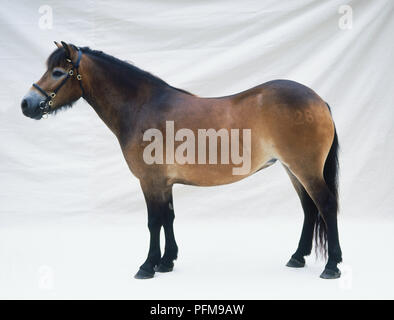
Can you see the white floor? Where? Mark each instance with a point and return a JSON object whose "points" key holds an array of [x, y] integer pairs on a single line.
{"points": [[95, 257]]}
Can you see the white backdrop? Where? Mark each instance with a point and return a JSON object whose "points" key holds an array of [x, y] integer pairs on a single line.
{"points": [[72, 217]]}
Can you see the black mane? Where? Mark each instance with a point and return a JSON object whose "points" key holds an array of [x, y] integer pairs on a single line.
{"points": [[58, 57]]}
....
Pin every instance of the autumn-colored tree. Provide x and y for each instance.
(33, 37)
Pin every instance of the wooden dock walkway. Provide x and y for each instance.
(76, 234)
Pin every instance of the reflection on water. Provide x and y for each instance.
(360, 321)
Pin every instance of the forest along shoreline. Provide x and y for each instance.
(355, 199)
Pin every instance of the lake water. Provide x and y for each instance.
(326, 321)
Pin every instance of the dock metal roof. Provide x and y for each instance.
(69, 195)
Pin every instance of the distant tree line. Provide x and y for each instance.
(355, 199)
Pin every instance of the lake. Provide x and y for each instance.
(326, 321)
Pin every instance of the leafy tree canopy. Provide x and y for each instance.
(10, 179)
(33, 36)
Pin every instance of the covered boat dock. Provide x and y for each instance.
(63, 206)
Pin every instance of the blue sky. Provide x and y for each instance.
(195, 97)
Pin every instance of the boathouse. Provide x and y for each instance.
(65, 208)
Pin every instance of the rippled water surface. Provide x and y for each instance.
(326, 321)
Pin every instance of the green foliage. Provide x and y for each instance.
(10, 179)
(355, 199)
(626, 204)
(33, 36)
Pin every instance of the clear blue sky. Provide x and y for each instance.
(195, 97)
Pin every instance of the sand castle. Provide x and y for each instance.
....
Working from the material above, retype exactly the lines from the one with "Pin every instance of the green" through the one with "Pin every instance of the sand", both included, and only those lines.

Pin every instance of the green foliage. Provide x and y for each instance.
(10, 179)
(355, 199)
(626, 204)
(33, 36)
Pin every instance of the clear blue sky. Provide x and y for each instance.
(195, 97)
Pin every instance of the sand castle. Provide x and y for each instance.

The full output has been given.